TEXTAUSZUG:
-.-.-

Die Nationalstraße 8, über Belo nach Bekopaka

Auf dem Weg von Kirindy zu den Tsingys folgten wir der Nationalstraße Nummer 8 für 150km nach Norden. Was sich aufgrund der objektiven Parameter nach einer entspannten Etappe anhört, war in Wirklichkeit ein ganzer Fahrtag auf Sandpiste, mit zwei Flußüberquerungen per Fähre und als Teil einer Polizei-Kolonne. Die Ankündigung „Abenteuer pur“ war nicht übertrieben.

Im Rausch der Geschwindigkeit auf der Nationalstraße 8
Im Rausch der Geschwindigkeit auf der Nationalstraße Nummer 8

Sandpiste, erste Episode

Die Kühle der Nacht wich schnell einer trockenen Hitze. Kein Wölkchen trübte den Himmel. Im Auto wurde es auch heiß, die meiste Zeit öffneten wir die Fenster einen Spalt zur Abkühlung. Nur bei Gegenverkehr schlossen wir sie hastig, damit wir keine Breitseite Staub abbekamen.

Verbleibende Baobabs auf gerodeten Waldflächen
Verbleibende Baobabs auf gerodeten Waldflächen

In der ersten Stunde fuhren wir über eine sandige, wellblechartige und holperige Piste, die Nationalstraße Nummer 8. Wir durchquerten offenes Gelände. Einige Mütter des Waldes, die Baobabs, standen vereinzelt im Buschland. Ein trauriges Bild, wenn man sich vorstellt, das alle Flächen ursprünglich bewaldet gewesen waren. Die ursprüngliche Vegetation war gerodet und abgebrannt worden, um Weideland für die Zebus zu schaffen.

Mit der Autofähre nach Belo

Von Tsimafana nahmen wir die Fähre nach Belo-sur-Tsiribihina, da es keine Brücke über den breiten Fluss Tsiribihina gab. Die Autofähre in Madagaskar hatte wenig Ähnlichkeit mit den großen Wasserfahrzeugen, die wir beispielsweise vom Bodensee kennen. Die Piste führte direkt bis zum Flussufer, die letzten Meter eine steile Böschung hinunter. Die Fahrspuren endeten direkt im Wasser. Oben an der Böschung gab etwas Fläche, um ein paar Autos zu parken. Dort warteten wir auf die Fähre.

-.-.-

AUFGABE 1: Prüfe, ob die folgenden Aussagen zum Textauszug stimmen, und antworte jeweils mit Ja oder Nein samt der entscheidenden Worte als wörtlichem Zitat: (a) Auf der Nationalstraße Nummer 8 ging es 150 km nach Norden. (b) Über den Fluss Tsiribihina führte eine Brücke. (c) Bei Gegenverkehr wurden die Fenster geöffnet.
AUFGABE 2: Fasse den Absatz des Textauszugs, der mit „In der ersten Stunde fuhren wir“ beginnt, knapper zusammen und behalte dabei seine wichtigsten Fakten.
AUFGABE 3: Übernimm aus dem Textauszug wortgetreu die Passage, die mit „Sandpiste, erste Episode“ beginnt und mit „Zebus zu schaffen.“ endet.
Die Zeilen haben mit dem Textauszug nichts zu tun.

-.-.-

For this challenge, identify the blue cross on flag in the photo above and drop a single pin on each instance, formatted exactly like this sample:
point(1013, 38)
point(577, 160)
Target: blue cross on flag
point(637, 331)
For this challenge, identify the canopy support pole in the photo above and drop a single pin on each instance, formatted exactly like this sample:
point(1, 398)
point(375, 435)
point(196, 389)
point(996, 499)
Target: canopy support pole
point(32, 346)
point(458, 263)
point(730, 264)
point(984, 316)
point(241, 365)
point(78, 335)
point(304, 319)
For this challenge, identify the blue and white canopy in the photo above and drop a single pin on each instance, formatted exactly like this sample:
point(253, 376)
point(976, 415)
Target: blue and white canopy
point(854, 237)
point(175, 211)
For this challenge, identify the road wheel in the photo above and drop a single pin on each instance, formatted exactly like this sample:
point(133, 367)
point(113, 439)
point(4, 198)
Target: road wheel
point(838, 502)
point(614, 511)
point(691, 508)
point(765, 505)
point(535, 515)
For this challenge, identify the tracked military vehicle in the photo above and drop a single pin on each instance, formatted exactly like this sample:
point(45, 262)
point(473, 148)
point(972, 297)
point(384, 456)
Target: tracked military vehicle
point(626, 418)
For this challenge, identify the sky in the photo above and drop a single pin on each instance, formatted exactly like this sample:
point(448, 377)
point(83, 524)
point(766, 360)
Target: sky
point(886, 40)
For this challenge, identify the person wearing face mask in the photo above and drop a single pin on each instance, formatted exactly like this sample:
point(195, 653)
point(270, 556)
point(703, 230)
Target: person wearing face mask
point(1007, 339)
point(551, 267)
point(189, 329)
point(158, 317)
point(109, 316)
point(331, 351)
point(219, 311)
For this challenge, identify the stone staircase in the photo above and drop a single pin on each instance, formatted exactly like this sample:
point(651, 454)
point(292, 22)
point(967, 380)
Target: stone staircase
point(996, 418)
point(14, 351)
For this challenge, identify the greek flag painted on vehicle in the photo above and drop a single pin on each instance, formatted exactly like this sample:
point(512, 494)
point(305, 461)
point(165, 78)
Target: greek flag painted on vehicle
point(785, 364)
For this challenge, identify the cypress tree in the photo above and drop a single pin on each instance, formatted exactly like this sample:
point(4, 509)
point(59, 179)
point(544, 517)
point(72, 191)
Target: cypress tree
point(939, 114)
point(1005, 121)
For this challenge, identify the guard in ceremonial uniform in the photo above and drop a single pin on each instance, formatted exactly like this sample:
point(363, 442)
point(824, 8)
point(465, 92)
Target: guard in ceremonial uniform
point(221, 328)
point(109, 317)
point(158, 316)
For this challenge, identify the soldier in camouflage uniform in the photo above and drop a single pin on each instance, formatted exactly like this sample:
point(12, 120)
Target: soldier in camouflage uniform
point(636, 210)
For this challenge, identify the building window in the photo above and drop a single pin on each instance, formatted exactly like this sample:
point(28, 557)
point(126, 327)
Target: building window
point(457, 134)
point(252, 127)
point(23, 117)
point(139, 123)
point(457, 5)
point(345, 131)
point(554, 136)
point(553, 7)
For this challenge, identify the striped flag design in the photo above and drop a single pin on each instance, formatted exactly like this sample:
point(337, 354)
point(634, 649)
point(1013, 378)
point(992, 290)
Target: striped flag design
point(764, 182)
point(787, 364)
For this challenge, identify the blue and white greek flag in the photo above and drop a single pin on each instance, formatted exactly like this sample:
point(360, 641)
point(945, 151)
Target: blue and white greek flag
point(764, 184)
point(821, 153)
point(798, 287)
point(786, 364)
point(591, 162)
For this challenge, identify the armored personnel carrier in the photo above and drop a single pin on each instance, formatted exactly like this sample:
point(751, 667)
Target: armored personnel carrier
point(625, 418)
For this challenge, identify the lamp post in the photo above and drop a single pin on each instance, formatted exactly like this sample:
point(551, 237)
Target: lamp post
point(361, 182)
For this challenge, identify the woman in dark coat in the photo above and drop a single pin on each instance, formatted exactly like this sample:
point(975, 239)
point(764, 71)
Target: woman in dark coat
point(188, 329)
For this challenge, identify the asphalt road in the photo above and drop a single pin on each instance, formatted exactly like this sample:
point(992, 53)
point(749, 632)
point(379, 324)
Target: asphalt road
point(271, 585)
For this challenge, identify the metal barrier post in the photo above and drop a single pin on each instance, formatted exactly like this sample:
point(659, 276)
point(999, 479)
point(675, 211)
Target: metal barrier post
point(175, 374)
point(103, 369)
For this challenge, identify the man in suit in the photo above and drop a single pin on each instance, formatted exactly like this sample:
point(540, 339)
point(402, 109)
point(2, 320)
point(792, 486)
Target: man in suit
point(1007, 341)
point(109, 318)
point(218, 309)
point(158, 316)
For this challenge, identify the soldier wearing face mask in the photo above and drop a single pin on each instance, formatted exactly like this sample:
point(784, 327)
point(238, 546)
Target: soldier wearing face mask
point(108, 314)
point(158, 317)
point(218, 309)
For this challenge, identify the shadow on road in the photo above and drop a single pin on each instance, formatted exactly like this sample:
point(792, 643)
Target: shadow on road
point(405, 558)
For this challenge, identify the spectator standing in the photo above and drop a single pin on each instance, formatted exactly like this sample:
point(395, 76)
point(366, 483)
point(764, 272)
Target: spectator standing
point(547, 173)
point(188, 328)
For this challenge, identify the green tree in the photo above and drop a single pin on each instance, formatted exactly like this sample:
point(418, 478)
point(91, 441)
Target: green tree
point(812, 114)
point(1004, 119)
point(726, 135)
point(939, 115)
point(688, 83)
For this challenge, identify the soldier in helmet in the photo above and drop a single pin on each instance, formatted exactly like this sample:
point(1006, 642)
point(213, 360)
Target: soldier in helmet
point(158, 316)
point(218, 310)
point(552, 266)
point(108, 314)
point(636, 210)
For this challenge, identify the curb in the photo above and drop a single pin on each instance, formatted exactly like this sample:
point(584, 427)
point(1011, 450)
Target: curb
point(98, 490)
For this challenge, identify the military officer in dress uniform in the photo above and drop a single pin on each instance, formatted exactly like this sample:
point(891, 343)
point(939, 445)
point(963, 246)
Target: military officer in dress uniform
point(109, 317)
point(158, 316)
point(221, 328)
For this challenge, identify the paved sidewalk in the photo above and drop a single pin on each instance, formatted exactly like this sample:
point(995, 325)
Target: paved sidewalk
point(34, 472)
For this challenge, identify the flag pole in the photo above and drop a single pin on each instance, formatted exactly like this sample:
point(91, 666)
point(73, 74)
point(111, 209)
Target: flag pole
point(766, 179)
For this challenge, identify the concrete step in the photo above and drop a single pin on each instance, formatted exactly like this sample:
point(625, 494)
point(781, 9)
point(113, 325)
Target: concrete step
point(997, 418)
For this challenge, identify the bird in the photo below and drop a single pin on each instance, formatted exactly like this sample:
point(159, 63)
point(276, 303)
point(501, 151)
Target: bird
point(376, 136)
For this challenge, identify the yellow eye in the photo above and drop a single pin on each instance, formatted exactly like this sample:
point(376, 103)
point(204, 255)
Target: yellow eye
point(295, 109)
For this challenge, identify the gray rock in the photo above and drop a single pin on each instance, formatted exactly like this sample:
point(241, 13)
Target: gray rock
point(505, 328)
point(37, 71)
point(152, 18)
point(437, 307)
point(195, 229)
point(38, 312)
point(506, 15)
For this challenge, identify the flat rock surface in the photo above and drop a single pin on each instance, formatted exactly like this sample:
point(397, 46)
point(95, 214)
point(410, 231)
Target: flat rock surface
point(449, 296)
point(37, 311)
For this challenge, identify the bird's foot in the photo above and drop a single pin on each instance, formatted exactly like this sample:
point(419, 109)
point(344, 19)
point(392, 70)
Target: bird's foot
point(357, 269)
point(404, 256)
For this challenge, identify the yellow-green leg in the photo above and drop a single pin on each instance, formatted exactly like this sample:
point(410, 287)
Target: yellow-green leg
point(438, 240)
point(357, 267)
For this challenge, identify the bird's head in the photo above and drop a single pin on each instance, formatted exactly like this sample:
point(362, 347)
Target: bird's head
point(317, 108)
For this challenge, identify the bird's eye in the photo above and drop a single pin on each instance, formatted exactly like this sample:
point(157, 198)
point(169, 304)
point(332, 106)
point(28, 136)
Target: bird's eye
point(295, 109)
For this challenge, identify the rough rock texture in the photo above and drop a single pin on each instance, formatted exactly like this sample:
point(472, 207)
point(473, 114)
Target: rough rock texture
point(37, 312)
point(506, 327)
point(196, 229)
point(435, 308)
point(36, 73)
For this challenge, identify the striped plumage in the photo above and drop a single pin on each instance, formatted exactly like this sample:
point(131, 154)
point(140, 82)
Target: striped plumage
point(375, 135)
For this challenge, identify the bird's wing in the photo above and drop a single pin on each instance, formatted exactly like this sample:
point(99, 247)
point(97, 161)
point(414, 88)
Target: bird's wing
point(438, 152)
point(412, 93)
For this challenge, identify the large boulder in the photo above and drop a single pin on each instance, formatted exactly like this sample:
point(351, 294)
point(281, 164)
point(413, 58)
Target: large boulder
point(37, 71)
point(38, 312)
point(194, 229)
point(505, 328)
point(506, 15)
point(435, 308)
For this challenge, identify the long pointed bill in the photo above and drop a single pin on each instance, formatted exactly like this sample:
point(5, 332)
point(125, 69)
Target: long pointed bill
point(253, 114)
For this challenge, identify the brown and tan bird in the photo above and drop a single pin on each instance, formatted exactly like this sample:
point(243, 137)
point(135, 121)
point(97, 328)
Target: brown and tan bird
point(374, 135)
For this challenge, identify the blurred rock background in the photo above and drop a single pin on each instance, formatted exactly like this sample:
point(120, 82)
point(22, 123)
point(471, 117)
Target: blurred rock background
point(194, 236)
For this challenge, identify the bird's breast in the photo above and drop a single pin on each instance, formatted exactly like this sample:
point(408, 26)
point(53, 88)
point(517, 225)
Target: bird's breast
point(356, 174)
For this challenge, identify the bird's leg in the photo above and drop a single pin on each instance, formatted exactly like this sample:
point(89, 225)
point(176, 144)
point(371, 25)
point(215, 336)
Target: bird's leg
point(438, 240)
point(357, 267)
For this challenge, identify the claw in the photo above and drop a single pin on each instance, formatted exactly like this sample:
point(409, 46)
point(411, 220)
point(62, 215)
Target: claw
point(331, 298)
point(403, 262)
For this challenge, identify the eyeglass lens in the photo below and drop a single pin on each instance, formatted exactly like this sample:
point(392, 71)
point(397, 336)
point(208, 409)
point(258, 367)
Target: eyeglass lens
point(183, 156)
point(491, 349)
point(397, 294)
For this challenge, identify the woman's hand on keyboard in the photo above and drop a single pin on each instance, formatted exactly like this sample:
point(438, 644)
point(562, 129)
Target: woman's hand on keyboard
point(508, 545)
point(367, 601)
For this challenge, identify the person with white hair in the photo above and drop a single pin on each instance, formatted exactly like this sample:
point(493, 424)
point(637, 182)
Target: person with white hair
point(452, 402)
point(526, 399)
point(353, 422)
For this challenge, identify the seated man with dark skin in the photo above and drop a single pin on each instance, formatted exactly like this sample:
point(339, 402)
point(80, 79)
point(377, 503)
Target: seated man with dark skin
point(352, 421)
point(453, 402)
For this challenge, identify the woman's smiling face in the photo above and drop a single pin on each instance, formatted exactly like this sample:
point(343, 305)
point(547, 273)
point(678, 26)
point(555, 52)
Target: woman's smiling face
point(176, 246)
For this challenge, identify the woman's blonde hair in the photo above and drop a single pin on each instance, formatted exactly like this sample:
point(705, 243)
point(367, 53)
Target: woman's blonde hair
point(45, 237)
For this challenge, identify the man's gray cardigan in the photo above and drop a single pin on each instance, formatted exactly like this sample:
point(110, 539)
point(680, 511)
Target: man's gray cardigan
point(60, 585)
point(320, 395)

-.-.-

RICHTIGE ANTWORT 1:
(a) Ja: „folgten wir der Nationalstraße Nummer 8 für 150km nach Norden“
(b) Nein: „da es keine Brücke über den breiten Fluss Tsiribihina gab“
(c) Nein: „Nur bei Gegenverkehr schlossen wir sie hastig“

RICHTIGE ANTWORT 2: In der ersten Stunde führte die Nationalstraße Nummer 8 als sandige, wellblechartige und holperige Piste durch offenes Gelände. Im Buschland standen nur noch vereinzelt Baobabs. Die ursprünglich bewaldeten Flächen waren gerodet und abgebrannt worden, um Weideland für die Zebus zu schaffen, was ein trauriges Bild ergab.

RICHTIGE ANTWORT 3:
Sandpiste, erste Episode

Die Kühle der Nacht wich schnell einer trockenen Hitze. Kein Wölkchen trübte den Himmel. Im Auto wurde es auch heiß, die meiste Zeit öffneten wir die Fenster einen Spalt zur Abkühlung. Nur bei Gegenverkehr schlossen wir sie hastig, damit wir keine Breitseite Staub abbekamen.

Verbleibende Baobabs auf gerodeten Waldflächen
Verbleibende Baobabs auf gerodeten Waldflächen

In der ersten Stunde fuhren wir über eine sandige, wellblechartige und holperige Piste, die Nationalstraße Nummer 8. Wir durchquerten offenes Gelände. Einige Mütter des Waldes, die Baobabs, standen vereinzelt im Buschland. Ein trauriges Bild, wenn man sich vorstellt, das alle Flächen ursprünglich bewaldet gewesen waren. Die ursprüngliche Vegetation war gerodet und abgebrannt worden, um Weideland für die Zebus zu schaffen.